▶ Challenge
Locate the line that contains "find the grass field;" in the entries below. Retype it and all following lines through the final one, character for character.

— BEGIN —

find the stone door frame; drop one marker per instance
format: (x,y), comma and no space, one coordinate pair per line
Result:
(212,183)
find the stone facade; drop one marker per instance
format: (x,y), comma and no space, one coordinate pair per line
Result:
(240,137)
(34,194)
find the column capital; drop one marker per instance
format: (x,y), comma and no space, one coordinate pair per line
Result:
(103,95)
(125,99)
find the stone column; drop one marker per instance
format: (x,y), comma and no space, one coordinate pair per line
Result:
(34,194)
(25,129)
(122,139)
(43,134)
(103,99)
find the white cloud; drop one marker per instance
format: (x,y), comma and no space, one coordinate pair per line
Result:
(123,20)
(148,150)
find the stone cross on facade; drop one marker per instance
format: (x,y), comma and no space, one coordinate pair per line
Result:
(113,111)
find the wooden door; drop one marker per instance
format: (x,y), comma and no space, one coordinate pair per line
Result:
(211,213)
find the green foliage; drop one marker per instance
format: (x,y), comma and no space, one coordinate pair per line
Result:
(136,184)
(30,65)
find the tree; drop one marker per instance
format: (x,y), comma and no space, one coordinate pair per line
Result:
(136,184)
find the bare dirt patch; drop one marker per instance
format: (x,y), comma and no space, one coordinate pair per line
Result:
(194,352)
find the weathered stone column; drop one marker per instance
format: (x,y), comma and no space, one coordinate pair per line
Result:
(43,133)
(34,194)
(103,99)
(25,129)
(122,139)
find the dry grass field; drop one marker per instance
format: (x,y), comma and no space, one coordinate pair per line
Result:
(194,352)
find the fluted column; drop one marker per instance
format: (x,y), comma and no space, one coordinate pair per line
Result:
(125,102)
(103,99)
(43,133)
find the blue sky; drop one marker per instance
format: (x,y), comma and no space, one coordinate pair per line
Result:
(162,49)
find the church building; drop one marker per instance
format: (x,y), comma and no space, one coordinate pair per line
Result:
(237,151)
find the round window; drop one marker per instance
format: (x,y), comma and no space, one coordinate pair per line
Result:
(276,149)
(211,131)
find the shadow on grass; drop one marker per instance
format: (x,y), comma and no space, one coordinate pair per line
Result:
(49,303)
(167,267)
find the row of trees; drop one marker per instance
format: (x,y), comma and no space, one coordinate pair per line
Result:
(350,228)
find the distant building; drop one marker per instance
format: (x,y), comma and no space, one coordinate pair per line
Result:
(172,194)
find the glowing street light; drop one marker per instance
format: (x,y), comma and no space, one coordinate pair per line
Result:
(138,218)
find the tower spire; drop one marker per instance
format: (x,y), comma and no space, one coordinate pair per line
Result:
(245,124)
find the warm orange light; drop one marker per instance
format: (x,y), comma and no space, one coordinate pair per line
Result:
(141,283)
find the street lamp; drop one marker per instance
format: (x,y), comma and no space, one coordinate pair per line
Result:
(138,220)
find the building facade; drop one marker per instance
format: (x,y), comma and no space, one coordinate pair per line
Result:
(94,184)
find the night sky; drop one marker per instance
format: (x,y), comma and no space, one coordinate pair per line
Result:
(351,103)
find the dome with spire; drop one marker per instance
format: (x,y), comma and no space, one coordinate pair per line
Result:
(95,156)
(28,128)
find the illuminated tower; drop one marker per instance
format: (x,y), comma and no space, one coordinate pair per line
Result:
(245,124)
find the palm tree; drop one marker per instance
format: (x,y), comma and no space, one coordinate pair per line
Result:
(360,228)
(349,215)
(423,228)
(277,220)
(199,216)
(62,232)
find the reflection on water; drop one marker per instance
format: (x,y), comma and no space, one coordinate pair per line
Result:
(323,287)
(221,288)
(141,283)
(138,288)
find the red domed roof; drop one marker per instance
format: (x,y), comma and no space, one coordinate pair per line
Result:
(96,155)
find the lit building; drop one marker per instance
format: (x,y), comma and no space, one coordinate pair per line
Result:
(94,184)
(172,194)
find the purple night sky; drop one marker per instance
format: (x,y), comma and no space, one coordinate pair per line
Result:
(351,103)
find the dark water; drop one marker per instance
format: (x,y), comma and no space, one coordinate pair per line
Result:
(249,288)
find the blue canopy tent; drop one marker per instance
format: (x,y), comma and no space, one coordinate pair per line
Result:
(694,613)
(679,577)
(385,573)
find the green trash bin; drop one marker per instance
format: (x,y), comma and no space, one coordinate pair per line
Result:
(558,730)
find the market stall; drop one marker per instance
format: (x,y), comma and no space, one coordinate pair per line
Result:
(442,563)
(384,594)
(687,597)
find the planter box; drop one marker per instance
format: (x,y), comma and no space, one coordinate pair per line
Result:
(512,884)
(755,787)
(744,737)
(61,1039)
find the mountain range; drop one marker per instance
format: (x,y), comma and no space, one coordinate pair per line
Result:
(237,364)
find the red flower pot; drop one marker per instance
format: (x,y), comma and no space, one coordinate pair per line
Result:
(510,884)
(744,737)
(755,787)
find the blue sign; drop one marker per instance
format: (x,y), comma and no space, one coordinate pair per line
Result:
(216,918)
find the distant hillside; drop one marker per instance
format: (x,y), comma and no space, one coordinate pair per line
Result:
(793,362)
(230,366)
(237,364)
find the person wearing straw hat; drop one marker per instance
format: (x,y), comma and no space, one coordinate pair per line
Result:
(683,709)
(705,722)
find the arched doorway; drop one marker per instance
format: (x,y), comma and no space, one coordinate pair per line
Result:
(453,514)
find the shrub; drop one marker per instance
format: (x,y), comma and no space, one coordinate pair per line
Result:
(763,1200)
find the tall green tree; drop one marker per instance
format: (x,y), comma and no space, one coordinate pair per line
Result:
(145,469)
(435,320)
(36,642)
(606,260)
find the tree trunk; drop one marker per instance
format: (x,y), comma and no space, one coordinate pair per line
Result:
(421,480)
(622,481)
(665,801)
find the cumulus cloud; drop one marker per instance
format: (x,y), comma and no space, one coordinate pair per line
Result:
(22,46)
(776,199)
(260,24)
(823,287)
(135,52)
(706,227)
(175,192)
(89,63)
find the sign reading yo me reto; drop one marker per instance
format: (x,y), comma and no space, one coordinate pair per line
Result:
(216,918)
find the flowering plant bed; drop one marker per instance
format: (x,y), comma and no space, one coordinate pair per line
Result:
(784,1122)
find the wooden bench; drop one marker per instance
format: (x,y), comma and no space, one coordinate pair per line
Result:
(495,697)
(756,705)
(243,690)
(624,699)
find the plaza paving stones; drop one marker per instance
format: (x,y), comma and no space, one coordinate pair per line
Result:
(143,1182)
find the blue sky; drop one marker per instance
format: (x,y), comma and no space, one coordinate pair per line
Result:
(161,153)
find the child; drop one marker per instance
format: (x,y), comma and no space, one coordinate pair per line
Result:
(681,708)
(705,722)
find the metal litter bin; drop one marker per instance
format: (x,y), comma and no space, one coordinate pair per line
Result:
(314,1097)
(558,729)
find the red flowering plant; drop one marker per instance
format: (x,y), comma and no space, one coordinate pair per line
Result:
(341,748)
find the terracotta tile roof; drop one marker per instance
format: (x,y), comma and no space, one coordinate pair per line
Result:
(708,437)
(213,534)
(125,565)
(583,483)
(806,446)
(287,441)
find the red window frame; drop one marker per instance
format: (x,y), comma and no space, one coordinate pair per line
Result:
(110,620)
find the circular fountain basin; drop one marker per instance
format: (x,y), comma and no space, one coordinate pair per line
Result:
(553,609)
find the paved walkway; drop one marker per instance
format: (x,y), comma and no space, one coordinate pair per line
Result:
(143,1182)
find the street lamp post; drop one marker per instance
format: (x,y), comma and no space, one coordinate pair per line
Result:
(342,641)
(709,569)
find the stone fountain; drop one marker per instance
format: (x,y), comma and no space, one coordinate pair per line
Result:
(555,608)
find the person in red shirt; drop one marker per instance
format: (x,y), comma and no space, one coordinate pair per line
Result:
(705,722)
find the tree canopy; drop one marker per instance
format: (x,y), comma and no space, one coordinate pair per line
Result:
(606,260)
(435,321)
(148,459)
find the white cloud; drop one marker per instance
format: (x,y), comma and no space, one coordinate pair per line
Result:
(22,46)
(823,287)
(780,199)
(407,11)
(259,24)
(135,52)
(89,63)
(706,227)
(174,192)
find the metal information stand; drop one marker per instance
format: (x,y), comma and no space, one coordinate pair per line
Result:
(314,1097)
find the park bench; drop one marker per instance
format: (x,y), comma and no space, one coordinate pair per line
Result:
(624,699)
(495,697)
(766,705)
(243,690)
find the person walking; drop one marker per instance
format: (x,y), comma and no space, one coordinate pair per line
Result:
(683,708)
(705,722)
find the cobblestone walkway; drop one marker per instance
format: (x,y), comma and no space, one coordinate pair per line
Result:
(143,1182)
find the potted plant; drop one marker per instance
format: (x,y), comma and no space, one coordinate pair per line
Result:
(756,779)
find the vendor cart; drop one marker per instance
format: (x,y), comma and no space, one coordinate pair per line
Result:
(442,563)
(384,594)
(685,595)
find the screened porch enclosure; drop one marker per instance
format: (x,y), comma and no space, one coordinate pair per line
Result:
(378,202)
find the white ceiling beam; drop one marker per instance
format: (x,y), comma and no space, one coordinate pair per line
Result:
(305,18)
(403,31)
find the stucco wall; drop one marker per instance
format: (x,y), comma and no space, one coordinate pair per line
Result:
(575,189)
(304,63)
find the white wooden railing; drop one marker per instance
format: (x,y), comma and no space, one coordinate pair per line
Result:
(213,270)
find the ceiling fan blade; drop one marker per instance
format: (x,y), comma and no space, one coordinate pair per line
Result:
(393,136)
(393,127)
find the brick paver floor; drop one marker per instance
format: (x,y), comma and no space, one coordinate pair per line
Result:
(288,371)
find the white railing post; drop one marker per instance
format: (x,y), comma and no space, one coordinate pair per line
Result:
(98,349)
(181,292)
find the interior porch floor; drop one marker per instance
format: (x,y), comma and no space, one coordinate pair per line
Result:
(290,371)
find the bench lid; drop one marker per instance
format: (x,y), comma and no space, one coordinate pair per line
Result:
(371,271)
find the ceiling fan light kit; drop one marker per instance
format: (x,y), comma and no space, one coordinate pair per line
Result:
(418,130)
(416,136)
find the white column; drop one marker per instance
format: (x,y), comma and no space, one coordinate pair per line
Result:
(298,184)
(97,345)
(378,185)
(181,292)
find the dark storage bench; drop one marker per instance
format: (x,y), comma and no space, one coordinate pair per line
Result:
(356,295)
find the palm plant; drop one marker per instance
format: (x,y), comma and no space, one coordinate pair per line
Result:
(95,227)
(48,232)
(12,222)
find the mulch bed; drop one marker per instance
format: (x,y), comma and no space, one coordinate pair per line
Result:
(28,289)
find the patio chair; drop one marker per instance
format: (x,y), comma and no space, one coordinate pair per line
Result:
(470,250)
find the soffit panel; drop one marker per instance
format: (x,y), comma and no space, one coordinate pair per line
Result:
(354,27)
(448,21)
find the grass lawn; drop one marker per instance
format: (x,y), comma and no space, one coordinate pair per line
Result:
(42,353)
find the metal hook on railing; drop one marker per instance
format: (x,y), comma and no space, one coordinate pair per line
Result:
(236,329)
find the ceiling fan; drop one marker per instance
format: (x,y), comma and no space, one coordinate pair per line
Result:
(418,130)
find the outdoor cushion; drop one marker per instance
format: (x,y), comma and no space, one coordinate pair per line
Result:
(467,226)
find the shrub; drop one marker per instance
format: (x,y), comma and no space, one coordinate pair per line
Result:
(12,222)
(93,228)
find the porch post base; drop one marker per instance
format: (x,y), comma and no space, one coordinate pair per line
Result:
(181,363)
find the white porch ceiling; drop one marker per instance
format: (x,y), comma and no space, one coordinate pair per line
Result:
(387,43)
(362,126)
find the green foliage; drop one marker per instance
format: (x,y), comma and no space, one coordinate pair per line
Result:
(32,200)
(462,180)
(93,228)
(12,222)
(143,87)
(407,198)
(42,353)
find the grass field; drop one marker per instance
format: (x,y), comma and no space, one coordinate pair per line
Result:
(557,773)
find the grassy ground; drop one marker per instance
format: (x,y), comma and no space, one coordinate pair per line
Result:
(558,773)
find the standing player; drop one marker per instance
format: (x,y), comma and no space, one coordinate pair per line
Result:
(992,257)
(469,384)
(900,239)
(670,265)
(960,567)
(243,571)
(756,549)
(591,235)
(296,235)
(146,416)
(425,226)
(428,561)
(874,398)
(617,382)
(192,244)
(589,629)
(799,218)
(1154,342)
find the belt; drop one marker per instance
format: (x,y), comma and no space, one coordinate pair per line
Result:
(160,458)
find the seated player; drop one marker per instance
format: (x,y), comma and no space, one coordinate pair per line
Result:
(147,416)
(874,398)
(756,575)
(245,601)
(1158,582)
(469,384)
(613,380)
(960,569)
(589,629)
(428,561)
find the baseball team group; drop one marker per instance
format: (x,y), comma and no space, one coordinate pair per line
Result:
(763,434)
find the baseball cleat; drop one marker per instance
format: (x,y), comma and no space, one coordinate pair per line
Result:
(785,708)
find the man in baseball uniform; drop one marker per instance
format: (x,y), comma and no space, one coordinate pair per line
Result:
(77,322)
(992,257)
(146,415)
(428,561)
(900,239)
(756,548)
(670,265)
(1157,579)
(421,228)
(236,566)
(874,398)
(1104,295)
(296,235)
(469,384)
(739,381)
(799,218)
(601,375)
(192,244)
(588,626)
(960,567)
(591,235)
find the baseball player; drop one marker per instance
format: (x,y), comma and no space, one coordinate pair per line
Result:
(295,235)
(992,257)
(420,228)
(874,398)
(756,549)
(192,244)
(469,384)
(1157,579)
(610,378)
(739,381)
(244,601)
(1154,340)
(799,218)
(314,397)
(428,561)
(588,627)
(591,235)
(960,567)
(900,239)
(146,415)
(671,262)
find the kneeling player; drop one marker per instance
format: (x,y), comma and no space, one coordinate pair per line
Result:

— END —

▶ Final result
find the grass field; drop one marker per instance
format: (x,y), comma and no space, one coordinate pair per line
Result:
(557,773)
find the grassy ground; drop one marker per instance
format: (x,y), comma and no space, one coordinate pair per line
Result:
(558,773)
find the standing player; drop one marker per instance
format: (x,y), comma and no space, one coordinate pair per line
Result:
(992,257)
(469,384)
(900,239)
(670,265)
(960,567)
(243,571)
(756,549)
(591,235)
(296,235)
(146,416)
(425,226)
(428,561)
(874,398)
(617,382)
(192,244)
(589,629)
(799,218)
(1154,342)
find the belt; drop one marker per instance
format: (x,y), comma and no space, one coordinate pair per line
Result:
(160,458)
find the seated player; drop one marker per instance
format: (x,y), comma and no space, one coordinate pair per line
Result:
(147,416)
(874,398)
(756,575)
(245,601)
(1158,582)
(469,384)
(613,380)
(960,569)
(589,629)
(428,561)
find the baseball team group; drop one marker per instance
format: (x,y), comma and no space, one coordinate pair per line
Result:
(763,434)
find the baseball cleat; drop one marker per instance
format: (x,y), comma and no space, one coordinate pair per line
Result:
(785,708)
find the man in baseball uniform; drop one marker per instance
format: (x,y), comma and no space, one coordinate pair per line
Result:
(77,322)
(992,257)
(146,415)
(428,561)
(900,239)
(756,548)
(670,265)
(1157,579)
(421,228)
(236,566)
(874,398)
(1104,295)
(296,235)
(469,384)
(739,381)
(799,218)
(601,375)
(192,244)
(588,626)
(960,567)
(591,235)
find the baseball player; drop one marker per instance
format: (x,y), comma and no space, one coordinate pair per line
Result:
(295,235)
(992,257)
(420,228)
(874,398)
(756,549)
(192,244)
(469,384)
(1157,579)
(610,378)
(739,381)
(244,601)
(1154,340)
(799,218)
(314,397)
(428,561)
(588,627)
(591,235)
(960,567)
(900,239)
(146,415)
(671,262)
find the kneeling player; drop one marker per instance
format: (x,y), comma and no space, one coordinate pair per line
Result:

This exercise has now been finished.